Data under study:
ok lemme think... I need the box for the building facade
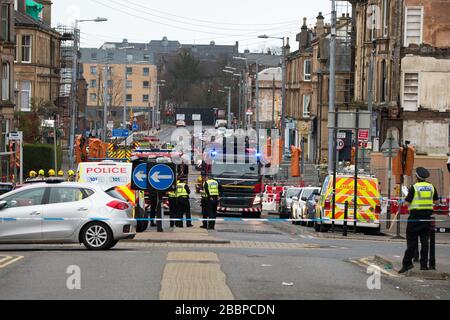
[351,0,450,195]
[80,53,158,132]
[0,0,15,151]
[14,6,60,113]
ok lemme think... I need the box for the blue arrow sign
[132,163,148,190]
[148,164,175,191]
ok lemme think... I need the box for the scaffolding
[56,24,76,143]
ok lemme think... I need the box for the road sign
[176,114,185,121]
[8,131,23,142]
[148,163,176,192]
[337,139,345,150]
[358,130,369,142]
[131,162,148,190]
[112,129,129,138]
[192,114,201,121]
[337,132,346,139]
[132,123,138,131]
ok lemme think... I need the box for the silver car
[0,180,136,250]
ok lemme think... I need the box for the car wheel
[135,206,149,233]
[81,222,113,250]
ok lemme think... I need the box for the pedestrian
[399,167,439,273]
[199,174,208,229]
[176,178,193,228]
[167,189,177,228]
[148,192,158,228]
[203,175,221,230]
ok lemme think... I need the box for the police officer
[176,177,193,228]
[203,175,221,230]
[199,174,208,229]
[148,192,158,228]
[167,188,177,228]
[58,170,64,178]
[399,167,439,273]
[48,169,56,178]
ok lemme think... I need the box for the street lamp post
[156,80,166,130]
[69,17,107,165]
[258,35,286,158]
[119,46,135,130]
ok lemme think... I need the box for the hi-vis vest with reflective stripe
[206,180,219,196]
[167,190,176,198]
[410,182,434,211]
[176,183,188,197]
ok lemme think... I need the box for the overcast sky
[52,0,338,51]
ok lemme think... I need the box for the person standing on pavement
[199,173,208,229]
[167,189,177,228]
[176,177,193,228]
[399,167,439,273]
[148,192,158,228]
[203,175,221,230]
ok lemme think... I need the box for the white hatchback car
[291,187,321,225]
[0,180,136,250]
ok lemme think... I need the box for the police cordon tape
[0,217,448,223]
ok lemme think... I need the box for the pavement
[128,219,230,244]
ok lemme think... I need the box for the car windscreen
[211,163,258,177]
[301,189,317,200]
[286,188,302,199]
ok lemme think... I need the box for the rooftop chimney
[299,17,309,51]
[17,0,26,13]
[316,12,325,37]
[34,0,52,26]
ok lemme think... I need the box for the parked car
[0,180,136,250]
[279,187,302,219]
[291,187,321,225]
[300,189,321,227]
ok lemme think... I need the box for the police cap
[416,167,430,180]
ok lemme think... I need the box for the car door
[0,187,46,242]
[42,187,94,240]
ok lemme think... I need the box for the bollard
[429,216,436,270]
[343,201,348,237]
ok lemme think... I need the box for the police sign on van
[77,161,132,187]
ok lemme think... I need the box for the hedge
[23,144,62,178]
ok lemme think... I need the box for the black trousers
[201,197,208,228]
[206,197,219,229]
[168,197,177,227]
[177,197,192,227]
[149,197,158,226]
[402,213,432,268]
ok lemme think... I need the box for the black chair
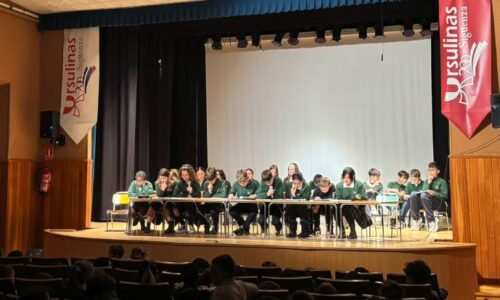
[95,266,114,277]
[158,271,182,284]
[400,284,433,299]
[113,268,140,283]
[357,272,384,283]
[386,273,407,284]
[155,261,190,273]
[30,257,68,266]
[317,278,372,296]
[241,266,282,277]
[310,293,358,300]
[15,278,65,299]
[4,294,19,300]
[335,270,349,279]
[236,275,259,285]
[22,264,69,279]
[117,281,171,300]
[70,257,102,265]
[255,289,289,300]
[430,273,440,292]
[0,278,15,295]
[0,257,30,266]
[261,276,314,292]
[311,269,333,279]
[111,259,145,271]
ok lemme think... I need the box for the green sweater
[256,177,283,199]
[424,177,449,200]
[229,180,259,198]
[386,181,406,193]
[154,182,174,197]
[405,180,426,195]
[285,182,311,200]
[202,179,229,198]
[128,180,154,198]
[335,180,366,200]
[173,181,201,198]
[363,181,383,195]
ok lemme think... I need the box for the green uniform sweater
[128,180,154,198]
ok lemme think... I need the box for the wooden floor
[43,222,477,299]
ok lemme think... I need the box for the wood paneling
[451,155,500,282]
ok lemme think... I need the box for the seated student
[246,168,260,188]
[200,167,229,234]
[256,169,284,235]
[335,167,369,239]
[283,163,300,186]
[153,168,173,233]
[173,164,201,233]
[210,254,257,300]
[216,169,233,193]
[309,174,322,192]
[196,167,207,187]
[285,172,312,239]
[404,169,426,231]
[229,171,260,235]
[107,244,125,259]
[410,162,449,233]
[128,171,154,233]
[169,168,180,191]
[386,170,409,224]
[364,168,383,200]
[404,260,440,300]
[312,177,336,235]
[378,280,404,299]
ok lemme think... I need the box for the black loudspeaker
[40,111,60,138]
[492,95,500,129]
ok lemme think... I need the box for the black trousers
[229,204,257,231]
[258,204,283,232]
[286,205,310,234]
[337,205,357,235]
[312,205,334,233]
[199,203,224,230]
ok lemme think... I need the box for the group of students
[128,161,448,239]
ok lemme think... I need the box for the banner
[60,27,99,144]
[440,0,491,138]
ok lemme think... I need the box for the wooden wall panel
[0,161,7,251]
[451,155,500,282]
[43,160,92,230]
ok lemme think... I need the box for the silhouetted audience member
[210,254,257,300]
[180,263,200,289]
[404,260,431,284]
[316,282,337,294]
[139,260,157,284]
[0,265,14,278]
[130,247,147,260]
[67,260,95,300]
[261,261,278,268]
[258,280,282,290]
[86,270,117,300]
[7,250,23,257]
[288,290,313,300]
[379,280,404,300]
[108,244,125,259]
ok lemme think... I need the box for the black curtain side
[92,28,207,221]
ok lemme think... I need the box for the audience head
[317,282,337,294]
[404,260,432,284]
[7,250,23,257]
[368,168,381,183]
[86,270,116,300]
[261,260,278,267]
[246,168,255,181]
[108,244,125,259]
[179,164,196,183]
[192,257,210,273]
[134,171,147,186]
[409,169,421,184]
[196,167,206,183]
[206,167,217,183]
[398,170,409,184]
[287,163,299,178]
[70,260,95,285]
[0,265,14,278]
[169,168,180,182]
[155,168,170,185]
[288,290,313,300]
[261,170,273,185]
[181,263,200,288]
[341,167,356,185]
[216,169,227,181]
[428,161,441,178]
[210,254,235,285]
[259,280,282,290]
[130,246,147,260]
[269,164,279,178]
[379,280,404,300]
[319,177,332,193]
[313,174,322,188]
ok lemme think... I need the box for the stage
[43,222,477,299]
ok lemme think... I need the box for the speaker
[493,94,500,129]
[40,111,60,138]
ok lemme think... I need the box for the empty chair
[158,271,182,284]
[111,258,145,270]
[22,264,69,279]
[335,270,349,279]
[15,278,65,299]
[0,278,15,295]
[400,284,433,299]
[255,289,289,300]
[317,278,371,296]
[241,266,282,277]
[261,276,314,292]
[0,257,30,266]
[113,268,140,283]
[30,257,68,266]
[154,261,190,273]
[386,273,407,284]
[310,293,358,300]
[117,281,171,300]
[236,275,259,285]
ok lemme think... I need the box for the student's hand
[367,189,375,194]
[160,182,168,191]
[291,186,297,197]
[427,175,434,183]
[314,196,321,200]
[404,194,410,200]
[427,190,436,197]
[229,194,235,199]
[208,183,213,194]
[249,194,257,200]
[398,191,405,197]
[267,188,274,197]
[186,186,193,194]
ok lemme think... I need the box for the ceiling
[8,0,200,14]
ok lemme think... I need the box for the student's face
[216,171,222,180]
[196,170,206,182]
[428,167,439,178]
[293,179,302,189]
[320,185,330,193]
[159,176,168,184]
[246,170,253,181]
[342,175,353,186]
[181,170,190,182]
[369,175,379,184]
[136,177,145,186]
[410,176,420,185]
[263,180,272,186]
[398,176,408,185]
[239,178,249,187]
[288,165,297,177]
[209,179,216,185]
[270,168,277,178]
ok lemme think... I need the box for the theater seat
[261,276,314,292]
[256,289,289,300]
[241,266,282,277]
[309,293,357,299]
[15,278,65,299]
[117,282,171,300]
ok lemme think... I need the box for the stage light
[272,32,284,47]
[420,20,433,37]
[314,30,326,44]
[251,34,261,48]
[332,26,342,42]
[211,37,222,50]
[402,22,415,37]
[357,25,367,40]
[374,24,384,39]
[288,31,299,46]
[236,35,248,48]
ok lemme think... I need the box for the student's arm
[212,181,229,198]
[142,181,154,196]
[255,183,269,199]
[334,183,343,199]
[356,182,367,200]
[433,178,449,200]
[302,184,312,200]
[190,182,201,197]
[128,182,138,198]
[173,182,182,197]
[229,182,238,197]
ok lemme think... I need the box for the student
[410,162,449,232]
[169,169,180,191]
[256,169,284,235]
[285,172,312,238]
[228,170,259,235]
[309,174,322,192]
[335,167,369,239]
[196,167,207,187]
[386,170,409,225]
[128,171,154,233]
[246,168,260,188]
[154,168,174,233]
[216,169,232,193]
[283,163,300,186]
[312,177,336,235]
[404,169,426,230]
[173,164,201,233]
[201,167,229,234]
[363,168,383,200]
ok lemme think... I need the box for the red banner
[440,0,491,138]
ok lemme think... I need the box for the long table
[128,197,403,240]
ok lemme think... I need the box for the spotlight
[251,34,261,48]
[288,31,299,46]
[272,32,284,47]
[236,35,248,48]
[357,24,367,40]
[314,30,326,44]
[332,26,342,42]
[374,24,384,39]
[420,20,432,37]
[211,37,222,50]
[402,22,415,37]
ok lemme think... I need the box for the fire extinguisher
[38,166,52,195]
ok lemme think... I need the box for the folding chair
[106,192,130,231]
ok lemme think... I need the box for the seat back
[15,278,65,298]
[309,293,358,300]
[0,257,30,266]
[386,273,407,284]
[335,270,349,279]
[236,276,259,285]
[113,192,130,206]
[261,276,314,292]
[400,283,432,299]
[30,257,68,266]
[22,264,69,279]
[241,266,282,277]
[311,269,332,279]
[111,259,145,270]
[158,271,182,284]
[95,266,114,277]
[430,273,440,292]
[155,261,190,273]
[0,278,15,295]
[117,282,171,300]
[357,272,384,283]
[113,268,140,283]
[317,278,371,296]
[255,289,289,300]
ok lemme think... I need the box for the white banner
[60,27,99,144]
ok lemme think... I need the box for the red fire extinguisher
[38,166,52,195]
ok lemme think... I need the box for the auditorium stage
[44,222,477,299]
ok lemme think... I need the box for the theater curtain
[92,27,207,221]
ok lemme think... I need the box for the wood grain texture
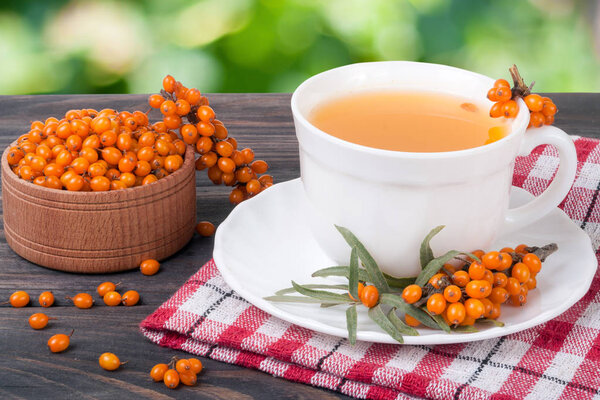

Exercise aim:
The answer must be an exact copy of the lines from the one containing "ok lemme think... I need the box for the red fire" through the last line of the records, and nothing else. Pictures do not belong in it.

Solution to this problem:
ok lemme think... I need the box for the red fire extinguisher
[38,166,52,195]
ok lemme think... I need the box for the auditorium stage
[44,222,477,299]
ok lemme think... I need the box for the theater curtain
[92,27,207,221]
ok lemme think... I need the box for the wood grain texture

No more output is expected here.